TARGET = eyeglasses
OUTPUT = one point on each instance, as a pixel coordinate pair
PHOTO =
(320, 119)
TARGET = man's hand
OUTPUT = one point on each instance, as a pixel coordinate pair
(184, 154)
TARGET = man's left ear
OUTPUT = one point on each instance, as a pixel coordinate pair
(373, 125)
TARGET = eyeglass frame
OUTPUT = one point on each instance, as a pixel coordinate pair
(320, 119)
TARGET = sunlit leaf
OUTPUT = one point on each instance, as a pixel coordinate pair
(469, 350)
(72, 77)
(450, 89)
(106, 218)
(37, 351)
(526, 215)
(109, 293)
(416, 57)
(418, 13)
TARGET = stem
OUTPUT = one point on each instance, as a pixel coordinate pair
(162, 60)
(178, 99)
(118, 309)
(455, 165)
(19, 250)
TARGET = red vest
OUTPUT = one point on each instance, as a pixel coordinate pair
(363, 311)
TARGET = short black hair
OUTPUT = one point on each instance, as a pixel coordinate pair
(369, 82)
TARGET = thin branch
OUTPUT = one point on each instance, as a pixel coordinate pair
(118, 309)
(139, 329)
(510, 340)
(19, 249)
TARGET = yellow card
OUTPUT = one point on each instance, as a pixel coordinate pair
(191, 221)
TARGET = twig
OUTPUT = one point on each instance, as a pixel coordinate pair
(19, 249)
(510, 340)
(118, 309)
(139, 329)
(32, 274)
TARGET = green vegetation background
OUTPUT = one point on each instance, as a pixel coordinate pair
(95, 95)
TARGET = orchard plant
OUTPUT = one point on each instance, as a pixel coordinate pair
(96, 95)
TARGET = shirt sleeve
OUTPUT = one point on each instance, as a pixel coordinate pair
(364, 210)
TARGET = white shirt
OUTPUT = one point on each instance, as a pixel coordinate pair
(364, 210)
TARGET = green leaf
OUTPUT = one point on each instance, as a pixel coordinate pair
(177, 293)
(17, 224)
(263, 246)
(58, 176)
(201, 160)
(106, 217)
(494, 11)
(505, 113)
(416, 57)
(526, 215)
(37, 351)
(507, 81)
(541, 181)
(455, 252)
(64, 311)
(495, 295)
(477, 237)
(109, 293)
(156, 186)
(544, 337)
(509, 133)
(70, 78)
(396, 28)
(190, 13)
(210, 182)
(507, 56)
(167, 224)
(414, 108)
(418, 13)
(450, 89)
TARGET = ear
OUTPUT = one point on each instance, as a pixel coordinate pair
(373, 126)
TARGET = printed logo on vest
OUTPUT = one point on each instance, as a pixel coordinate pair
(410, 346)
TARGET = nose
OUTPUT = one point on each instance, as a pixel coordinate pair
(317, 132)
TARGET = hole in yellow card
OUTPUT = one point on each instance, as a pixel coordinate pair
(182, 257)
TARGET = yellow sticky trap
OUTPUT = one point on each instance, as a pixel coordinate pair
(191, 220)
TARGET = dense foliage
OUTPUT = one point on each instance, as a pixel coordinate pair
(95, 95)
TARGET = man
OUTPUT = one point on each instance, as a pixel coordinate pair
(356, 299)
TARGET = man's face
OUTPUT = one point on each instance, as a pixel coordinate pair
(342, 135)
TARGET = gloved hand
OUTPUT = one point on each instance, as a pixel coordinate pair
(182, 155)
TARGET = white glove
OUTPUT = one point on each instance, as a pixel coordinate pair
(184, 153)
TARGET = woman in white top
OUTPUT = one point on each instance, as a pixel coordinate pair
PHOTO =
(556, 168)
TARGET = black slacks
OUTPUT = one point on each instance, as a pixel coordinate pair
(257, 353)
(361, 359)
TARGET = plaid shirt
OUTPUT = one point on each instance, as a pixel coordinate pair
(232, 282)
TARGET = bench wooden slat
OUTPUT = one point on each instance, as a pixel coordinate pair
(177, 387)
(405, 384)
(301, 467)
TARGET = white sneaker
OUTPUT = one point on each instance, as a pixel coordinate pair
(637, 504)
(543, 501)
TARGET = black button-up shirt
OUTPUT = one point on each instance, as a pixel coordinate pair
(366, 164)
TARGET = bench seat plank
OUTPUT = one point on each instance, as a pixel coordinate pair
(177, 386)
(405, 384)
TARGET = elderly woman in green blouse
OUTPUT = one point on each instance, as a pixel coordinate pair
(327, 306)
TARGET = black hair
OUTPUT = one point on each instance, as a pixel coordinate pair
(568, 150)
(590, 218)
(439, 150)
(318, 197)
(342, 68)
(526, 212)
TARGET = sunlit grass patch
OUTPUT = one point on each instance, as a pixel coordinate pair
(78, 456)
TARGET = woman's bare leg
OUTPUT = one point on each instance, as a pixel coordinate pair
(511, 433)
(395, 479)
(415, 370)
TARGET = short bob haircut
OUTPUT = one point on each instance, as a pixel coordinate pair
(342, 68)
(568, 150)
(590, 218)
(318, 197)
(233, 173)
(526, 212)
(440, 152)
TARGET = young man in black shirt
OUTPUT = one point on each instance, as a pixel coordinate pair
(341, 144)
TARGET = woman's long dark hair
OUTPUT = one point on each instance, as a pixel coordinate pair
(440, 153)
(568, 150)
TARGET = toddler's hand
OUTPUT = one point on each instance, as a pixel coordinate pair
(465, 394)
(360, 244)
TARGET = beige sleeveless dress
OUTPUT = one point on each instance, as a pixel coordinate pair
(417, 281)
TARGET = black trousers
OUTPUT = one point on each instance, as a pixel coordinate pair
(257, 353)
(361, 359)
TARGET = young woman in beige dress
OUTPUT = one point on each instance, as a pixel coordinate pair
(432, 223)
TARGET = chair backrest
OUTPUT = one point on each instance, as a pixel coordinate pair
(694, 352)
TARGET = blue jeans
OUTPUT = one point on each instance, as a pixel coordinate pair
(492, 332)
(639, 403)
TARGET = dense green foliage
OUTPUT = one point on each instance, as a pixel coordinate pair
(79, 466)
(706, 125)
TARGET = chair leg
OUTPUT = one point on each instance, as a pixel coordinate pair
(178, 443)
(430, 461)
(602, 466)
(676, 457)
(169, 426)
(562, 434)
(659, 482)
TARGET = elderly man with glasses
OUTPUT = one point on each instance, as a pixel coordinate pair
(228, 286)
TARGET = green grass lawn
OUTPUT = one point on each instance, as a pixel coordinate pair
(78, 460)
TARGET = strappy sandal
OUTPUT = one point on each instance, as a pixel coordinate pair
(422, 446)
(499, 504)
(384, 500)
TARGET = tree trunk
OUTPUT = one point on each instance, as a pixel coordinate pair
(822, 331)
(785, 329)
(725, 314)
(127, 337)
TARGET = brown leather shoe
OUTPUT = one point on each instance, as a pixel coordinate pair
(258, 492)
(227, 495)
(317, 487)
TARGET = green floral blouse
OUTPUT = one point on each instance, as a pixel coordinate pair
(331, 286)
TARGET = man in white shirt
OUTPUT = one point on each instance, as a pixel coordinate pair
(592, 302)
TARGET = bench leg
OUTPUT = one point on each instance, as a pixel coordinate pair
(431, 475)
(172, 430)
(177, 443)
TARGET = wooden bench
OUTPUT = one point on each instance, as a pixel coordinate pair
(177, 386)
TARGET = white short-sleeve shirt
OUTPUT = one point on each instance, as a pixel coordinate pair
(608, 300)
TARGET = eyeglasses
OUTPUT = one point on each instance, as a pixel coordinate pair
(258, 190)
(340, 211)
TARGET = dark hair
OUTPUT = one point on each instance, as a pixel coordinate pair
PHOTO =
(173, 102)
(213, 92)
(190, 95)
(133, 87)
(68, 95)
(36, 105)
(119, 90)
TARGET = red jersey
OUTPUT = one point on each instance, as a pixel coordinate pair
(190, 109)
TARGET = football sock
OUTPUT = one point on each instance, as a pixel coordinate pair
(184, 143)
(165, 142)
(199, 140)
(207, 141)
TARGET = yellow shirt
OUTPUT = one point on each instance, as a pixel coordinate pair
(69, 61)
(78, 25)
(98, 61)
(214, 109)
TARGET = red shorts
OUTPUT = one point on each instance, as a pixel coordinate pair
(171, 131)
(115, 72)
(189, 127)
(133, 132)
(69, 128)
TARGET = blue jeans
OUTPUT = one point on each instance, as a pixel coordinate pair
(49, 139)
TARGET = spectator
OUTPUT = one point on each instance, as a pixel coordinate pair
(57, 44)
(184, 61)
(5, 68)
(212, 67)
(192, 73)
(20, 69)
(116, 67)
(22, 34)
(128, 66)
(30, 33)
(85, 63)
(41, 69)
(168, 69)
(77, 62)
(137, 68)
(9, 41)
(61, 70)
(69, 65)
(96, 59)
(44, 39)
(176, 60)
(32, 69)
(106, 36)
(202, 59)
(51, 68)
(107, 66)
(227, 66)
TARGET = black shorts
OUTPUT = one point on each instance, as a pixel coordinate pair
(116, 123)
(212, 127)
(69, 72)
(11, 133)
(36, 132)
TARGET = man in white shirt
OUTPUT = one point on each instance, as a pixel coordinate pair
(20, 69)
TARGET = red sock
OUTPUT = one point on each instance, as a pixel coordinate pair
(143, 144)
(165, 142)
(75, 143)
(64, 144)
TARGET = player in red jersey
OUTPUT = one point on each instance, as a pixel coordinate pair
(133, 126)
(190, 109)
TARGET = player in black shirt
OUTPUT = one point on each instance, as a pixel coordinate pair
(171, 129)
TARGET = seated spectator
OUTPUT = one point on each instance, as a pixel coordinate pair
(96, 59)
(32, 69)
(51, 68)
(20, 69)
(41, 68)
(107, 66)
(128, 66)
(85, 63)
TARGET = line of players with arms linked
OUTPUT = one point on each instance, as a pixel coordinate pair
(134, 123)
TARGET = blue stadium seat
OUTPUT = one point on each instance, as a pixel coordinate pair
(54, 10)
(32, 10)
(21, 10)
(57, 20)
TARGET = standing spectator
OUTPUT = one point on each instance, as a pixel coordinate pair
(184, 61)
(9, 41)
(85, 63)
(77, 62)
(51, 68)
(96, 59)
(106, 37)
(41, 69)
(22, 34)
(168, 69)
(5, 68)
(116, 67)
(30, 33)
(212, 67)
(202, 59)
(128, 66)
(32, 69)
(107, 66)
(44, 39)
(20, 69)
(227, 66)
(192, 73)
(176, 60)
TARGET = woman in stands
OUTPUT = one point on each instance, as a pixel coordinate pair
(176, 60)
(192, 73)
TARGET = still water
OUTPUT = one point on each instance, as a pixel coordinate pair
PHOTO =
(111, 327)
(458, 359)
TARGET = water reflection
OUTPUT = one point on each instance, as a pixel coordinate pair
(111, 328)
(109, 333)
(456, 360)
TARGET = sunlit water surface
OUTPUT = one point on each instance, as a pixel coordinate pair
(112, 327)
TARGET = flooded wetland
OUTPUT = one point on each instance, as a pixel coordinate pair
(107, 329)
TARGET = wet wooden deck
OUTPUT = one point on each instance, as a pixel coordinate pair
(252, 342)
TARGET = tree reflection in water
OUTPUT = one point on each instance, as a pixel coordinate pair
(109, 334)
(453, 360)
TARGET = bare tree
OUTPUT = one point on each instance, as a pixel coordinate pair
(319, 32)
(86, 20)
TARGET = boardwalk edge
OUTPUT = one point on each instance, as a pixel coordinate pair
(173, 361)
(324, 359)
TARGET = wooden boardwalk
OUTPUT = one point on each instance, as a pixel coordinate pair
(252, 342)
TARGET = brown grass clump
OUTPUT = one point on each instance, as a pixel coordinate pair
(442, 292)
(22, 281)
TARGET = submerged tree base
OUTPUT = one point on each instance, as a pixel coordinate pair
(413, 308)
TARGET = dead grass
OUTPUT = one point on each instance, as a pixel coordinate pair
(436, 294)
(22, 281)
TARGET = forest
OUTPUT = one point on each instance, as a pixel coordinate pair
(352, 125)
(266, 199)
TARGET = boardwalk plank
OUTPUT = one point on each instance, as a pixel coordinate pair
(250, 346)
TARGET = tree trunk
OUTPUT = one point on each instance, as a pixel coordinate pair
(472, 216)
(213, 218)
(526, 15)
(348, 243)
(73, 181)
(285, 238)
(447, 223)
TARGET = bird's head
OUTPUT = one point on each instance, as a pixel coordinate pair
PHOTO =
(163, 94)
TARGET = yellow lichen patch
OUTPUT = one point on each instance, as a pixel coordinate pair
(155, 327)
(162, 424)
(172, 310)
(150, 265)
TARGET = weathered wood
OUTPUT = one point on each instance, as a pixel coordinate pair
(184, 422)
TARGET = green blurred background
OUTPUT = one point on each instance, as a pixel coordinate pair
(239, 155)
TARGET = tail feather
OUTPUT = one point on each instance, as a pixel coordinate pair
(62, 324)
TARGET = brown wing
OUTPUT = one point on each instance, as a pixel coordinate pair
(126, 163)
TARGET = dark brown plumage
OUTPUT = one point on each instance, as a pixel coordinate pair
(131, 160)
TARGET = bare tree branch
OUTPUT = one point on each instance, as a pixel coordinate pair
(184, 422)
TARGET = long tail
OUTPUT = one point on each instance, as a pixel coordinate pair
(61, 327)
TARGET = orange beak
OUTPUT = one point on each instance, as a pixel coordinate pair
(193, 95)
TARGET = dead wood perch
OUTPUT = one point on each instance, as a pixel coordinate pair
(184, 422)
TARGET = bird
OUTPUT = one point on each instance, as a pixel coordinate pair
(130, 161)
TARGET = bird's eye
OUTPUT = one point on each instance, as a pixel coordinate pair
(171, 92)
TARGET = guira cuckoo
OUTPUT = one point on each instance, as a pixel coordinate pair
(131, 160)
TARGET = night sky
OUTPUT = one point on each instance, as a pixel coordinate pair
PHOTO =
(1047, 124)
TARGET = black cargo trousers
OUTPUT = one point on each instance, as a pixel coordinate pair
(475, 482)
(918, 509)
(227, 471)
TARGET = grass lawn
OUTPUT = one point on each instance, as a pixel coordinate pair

· · · · ·

Starting with the line that contains "TARGET = long tail" and running to the end of the material, write out each line as a numbered list, omitting any blank lines.

1. TARGET = long tail
2. OUTPUT = one point on each instance, as a pixel coordinate pair
3. (61, 327)
4. TARGET = orange beak
5. OUTPUT = one point on each instance, as a pixel coordinate pair
6. (193, 95)
7. TARGET = dead wood perch
8. OUTPUT = one point on each instance, as a pixel coordinate pair
9. (184, 422)
10. TARGET = bird
11. OUTPUT = one point on each instance, as a pixel coordinate pair
12. (130, 161)
13. TARGET = bird's eye
14. OUTPUT = one point on each instance, as a pixel coordinate pair
15. (171, 92)
16. TARGET = guira cuckoo
17. OUTPUT = one point on each instance, as a pixel coordinate pair
18. (131, 160)
19. TARGET = night sky
20. OUTPUT = one point on each instance, as a pixel coordinate pair
21. PHOTO =
22. (1047, 124)
23. TARGET = black cargo trousers
24. OUTPUT = one point on each instance, as a pixel coordinate pair
25. (475, 482)
26. (918, 509)
27. (227, 471)
28. TARGET = grass lawn
29. OUTPUT = one point on each instance, as a pixel coordinate pair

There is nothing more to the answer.